[ENTRIES PROVIDED]:
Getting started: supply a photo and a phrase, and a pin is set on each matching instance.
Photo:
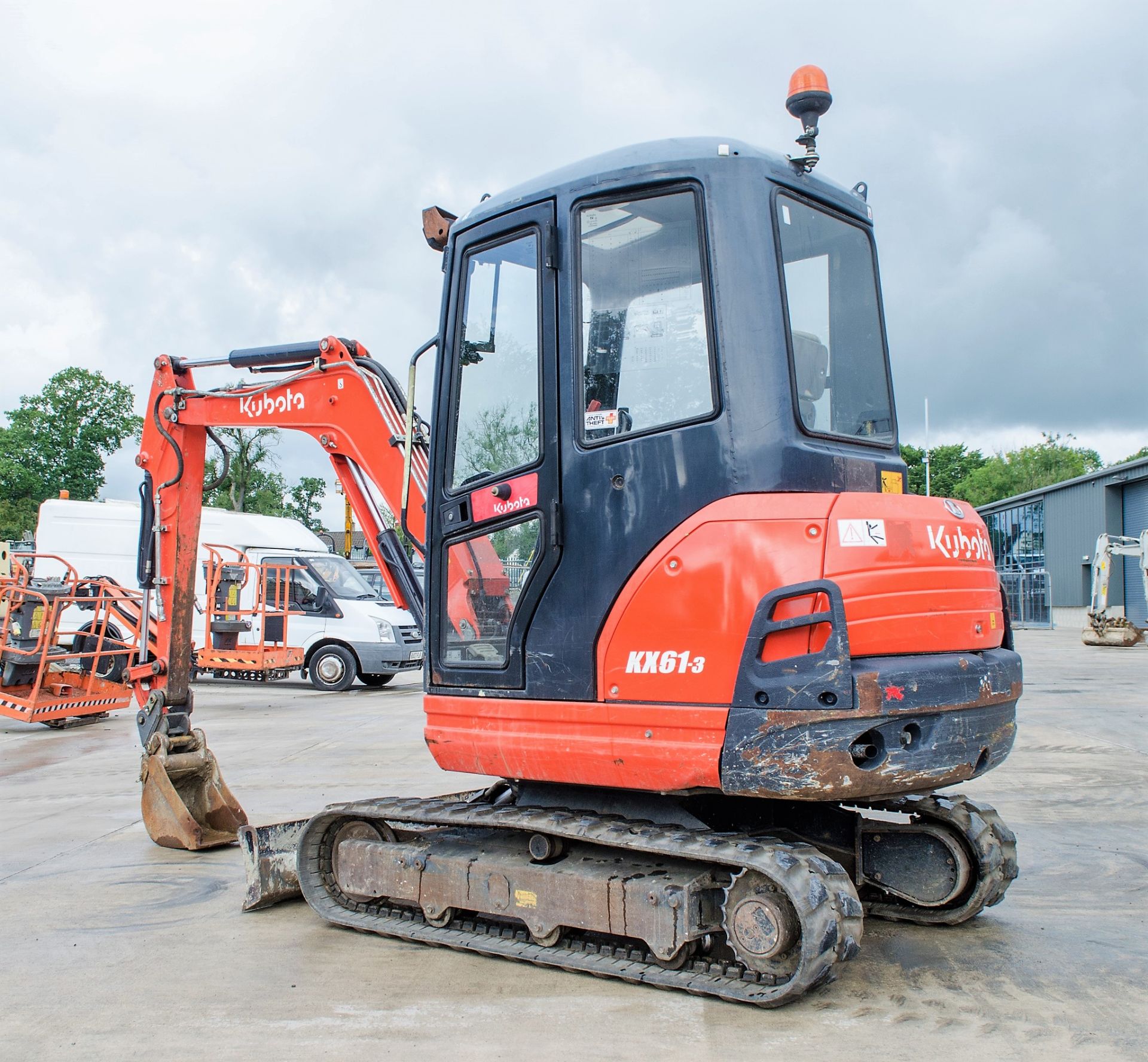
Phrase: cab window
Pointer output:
(499, 368)
(646, 339)
(839, 368)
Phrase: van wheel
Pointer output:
(332, 669)
(375, 680)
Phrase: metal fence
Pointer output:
(517, 572)
(1030, 597)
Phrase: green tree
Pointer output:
(306, 499)
(251, 484)
(948, 466)
(59, 440)
(1043, 464)
(497, 441)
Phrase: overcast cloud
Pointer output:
(187, 179)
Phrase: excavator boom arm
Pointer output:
(331, 390)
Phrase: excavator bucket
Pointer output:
(187, 804)
(1114, 631)
(270, 861)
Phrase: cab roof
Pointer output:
(687, 157)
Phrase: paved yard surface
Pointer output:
(115, 948)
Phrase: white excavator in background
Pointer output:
(1103, 628)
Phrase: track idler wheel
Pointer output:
(991, 847)
(761, 923)
(185, 803)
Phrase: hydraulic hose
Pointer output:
(227, 462)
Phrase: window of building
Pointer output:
(839, 364)
(1018, 536)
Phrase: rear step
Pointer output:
(185, 803)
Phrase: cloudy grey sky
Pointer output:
(191, 178)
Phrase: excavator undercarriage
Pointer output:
(701, 898)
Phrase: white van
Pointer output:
(346, 630)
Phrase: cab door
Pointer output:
(494, 511)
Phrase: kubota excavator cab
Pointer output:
(664, 399)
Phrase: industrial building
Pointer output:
(1044, 544)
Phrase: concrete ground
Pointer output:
(115, 948)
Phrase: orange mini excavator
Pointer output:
(677, 604)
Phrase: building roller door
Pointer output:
(1135, 520)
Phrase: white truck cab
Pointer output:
(346, 630)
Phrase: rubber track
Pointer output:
(818, 887)
(989, 841)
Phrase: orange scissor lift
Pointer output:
(52, 671)
(229, 571)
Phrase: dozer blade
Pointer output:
(187, 804)
(270, 861)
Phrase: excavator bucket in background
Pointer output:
(187, 804)
(1115, 631)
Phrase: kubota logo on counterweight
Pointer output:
(958, 544)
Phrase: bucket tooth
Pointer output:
(270, 861)
(187, 804)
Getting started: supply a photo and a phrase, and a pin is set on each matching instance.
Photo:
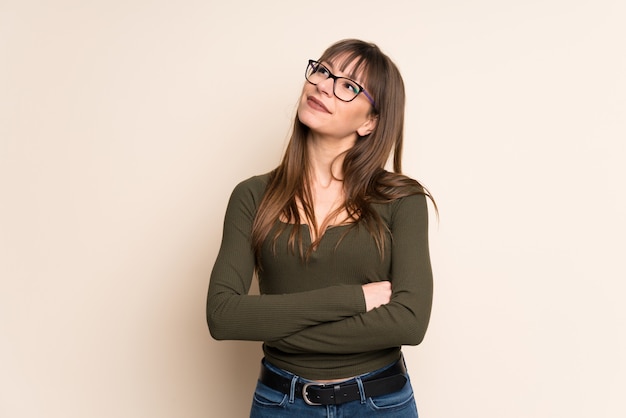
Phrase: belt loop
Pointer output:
(361, 389)
(292, 389)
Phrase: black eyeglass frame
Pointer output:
(316, 64)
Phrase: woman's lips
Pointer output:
(317, 104)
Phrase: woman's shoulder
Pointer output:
(251, 188)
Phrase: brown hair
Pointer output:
(365, 179)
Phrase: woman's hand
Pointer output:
(376, 294)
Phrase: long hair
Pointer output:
(365, 180)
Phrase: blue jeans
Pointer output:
(269, 403)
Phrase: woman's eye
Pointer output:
(322, 70)
(351, 87)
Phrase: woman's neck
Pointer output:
(326, 159)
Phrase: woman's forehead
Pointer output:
(352, 65)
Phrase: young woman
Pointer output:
(340, 247)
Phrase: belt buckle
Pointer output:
(305, 394)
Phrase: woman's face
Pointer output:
(326, 115)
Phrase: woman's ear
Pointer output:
(368, 126)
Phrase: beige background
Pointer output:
(124, 125)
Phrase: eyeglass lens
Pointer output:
(344, 88)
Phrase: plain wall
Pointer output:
(124, 126)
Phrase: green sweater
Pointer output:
(311, 314)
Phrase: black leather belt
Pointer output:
(388, 381)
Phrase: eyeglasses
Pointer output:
(344, 88)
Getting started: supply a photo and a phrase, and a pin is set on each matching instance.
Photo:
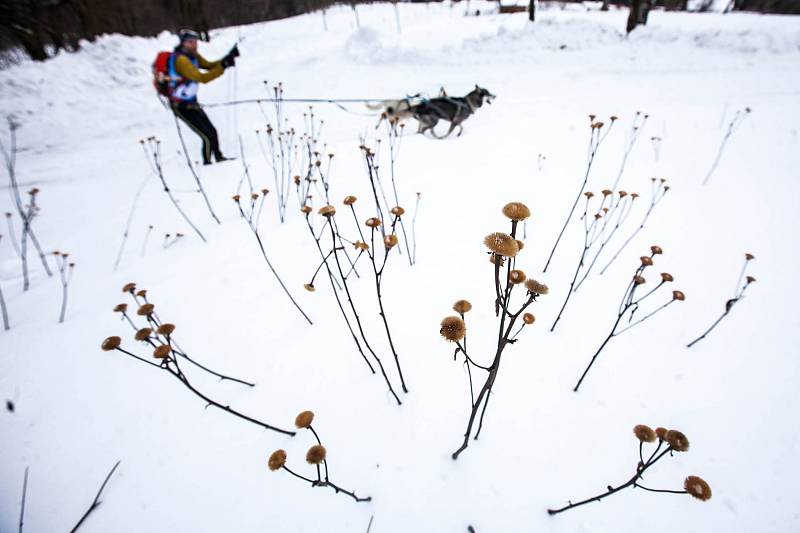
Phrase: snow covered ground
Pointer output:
(186, 469)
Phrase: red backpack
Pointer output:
(161, 80)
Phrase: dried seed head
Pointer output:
(316, 454)
(277, 460)
(462, 307)
(501, 244)
(162, 351)
(535, 287)
(516, 211)
(304, 419)
(644, 433)
(143, 334)
(165, 329)
(516, 276)
(697, 488)
(327, 211)
(677, 440)
(111, 343)
(453, 328)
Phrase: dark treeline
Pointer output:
(43, 27)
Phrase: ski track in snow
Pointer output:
(186, 469)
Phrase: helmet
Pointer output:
(185, 35)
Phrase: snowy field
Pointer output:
(77, 409)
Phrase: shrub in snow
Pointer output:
(503, 250)
(671, 441)
(738, 295)
(317, 456)
(631, 302)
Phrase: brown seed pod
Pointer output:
(516, 276)
(453, 328)
(535, 287)
(677, 440)
(644, 433)
(697, 488)
(277, 460)
(462, 307)
(162, 351)
(327, 211)
(143, 334)
(501, 244)
(304, 419)
(316, 454)
(111, 343)
(516, 211)
(165, 329)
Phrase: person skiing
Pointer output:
(185, 78)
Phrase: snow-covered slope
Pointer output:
(189, 469)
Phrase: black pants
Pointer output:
(194, 117)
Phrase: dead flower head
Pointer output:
(535, 287)
(462, 306)
(304, 419)
(316, 454)
(453, 328)
(501, 244)
(516, 211)
(516, 276)
(677, 440)
(162, 351)
(644, 433)
(111, 343)
(697, 488)
(277, 460)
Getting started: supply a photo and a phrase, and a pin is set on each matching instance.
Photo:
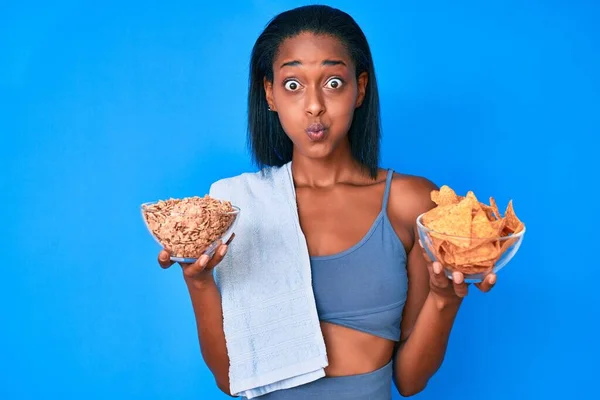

[EXERCISE INSTRUCTIONS]:
In the entries above, find the line containing "Phrase: cab roof" and the line containing "Phrase: brown hair", then copy both and every line between them exactly, without any picture.

[EXPECTED ANSWER]:
Phrase: cab roof
Pointer output:
(687, 157)
Phrase: paved yard surface
Pointer output:
(115, 948)
Phrase: white excavator in background
Pointer output:
(1103, 628)
Phrase: track idler wheel
Pointer output:
(991, 847)
(761, 923)
(185, 803)
Phrase: hydraulic hose
Pointer output:
(227, 462)
Phrase: window of building
Pointer output:
(839, 364)
(1018, 536)
Phrase: rear step
Pointer output:
(185, 803)
Phrase: cloudy grey sky
Pointer output:
(191, 178)
Phrase: excavator undercarriage
Pointer output:
(701, 898)
Phrase: white van
Pointer output:
(346, 630)
Phrase: cab door
Pointer output:
(494, 511)
Phrase: kubota excavator cab
Pointer output:
(664, 399)
Phrase: industrial building
Pointer output:
(1044, 544)
Phrase: concrete ground
Pointer output:
(115, 948)
Phrase: orange mini excavator
Pointer output:
(677, 604)
Phrase: building roller door
Pointer output:
(1135, 520)
Phrase: white truck cab
Pointer output:
(346, 630)
Phrase: rubber track
Pointer output:
(818, 887)
(989, 841)
Phrase: orange scissor lift
Pointer output:
(52, 671)
(229, 571)
Phrase: dozer blade
Pointer output:
(187, 804)
(270, 861)
Phrase: excavator bucket in background
Pointer output:
(187, 804)
(1115, 631)
Phrase: kubota logo on counterweight
Pointer output:
(958, 544)
Phrase: bucket tooth
Pointer output:
(270, 861)
(187, 804)
Getting started: supply a photo and a phrase, and a pin is set on each matching instance.
Photo:
Phrase: belt loop
Pointer output:
(361, 389)
(292, 389)
Phrase: black eyeglass frame
Pointer output:
(316, 64)
Phrase: woman's lips
Pointer output:
(317, 104)
Phrase: woman's shoulder
Pointer output:
(251, 188)
Phrase: brown hair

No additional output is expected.